▸ Work to complete: In the records below, find the line containing "point(128, 655)"; give it again exactly, along with every line that follows, and nothing else.

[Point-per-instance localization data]
----------

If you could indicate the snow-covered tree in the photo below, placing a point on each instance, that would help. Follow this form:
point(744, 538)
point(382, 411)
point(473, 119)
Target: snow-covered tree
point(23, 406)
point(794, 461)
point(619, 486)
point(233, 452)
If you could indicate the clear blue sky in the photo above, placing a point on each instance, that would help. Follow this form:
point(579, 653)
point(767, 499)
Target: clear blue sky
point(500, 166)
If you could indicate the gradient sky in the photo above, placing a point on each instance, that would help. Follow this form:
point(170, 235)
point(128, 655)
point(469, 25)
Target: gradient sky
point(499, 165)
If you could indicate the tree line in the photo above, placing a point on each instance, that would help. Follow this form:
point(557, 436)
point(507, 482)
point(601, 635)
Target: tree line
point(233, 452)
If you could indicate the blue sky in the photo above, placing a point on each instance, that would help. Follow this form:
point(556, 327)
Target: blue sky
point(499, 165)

----------

▸ Written response:
point(128, 655)
point(469, 25)
Target: gradient sky
point(499, 165)
If you could indicate the tree line in the photo above, placing a point on each instance, that would help. Follow this form:
point(557, 436)
point(507, 482)
point(601, 635)
Target: tree line
point(233, 452)
If you could indicate the blue sky in the photo above, placing a point on each instance, that would help. Follow this form:
point(556, 327)
Target: blue sky
point(499, 165)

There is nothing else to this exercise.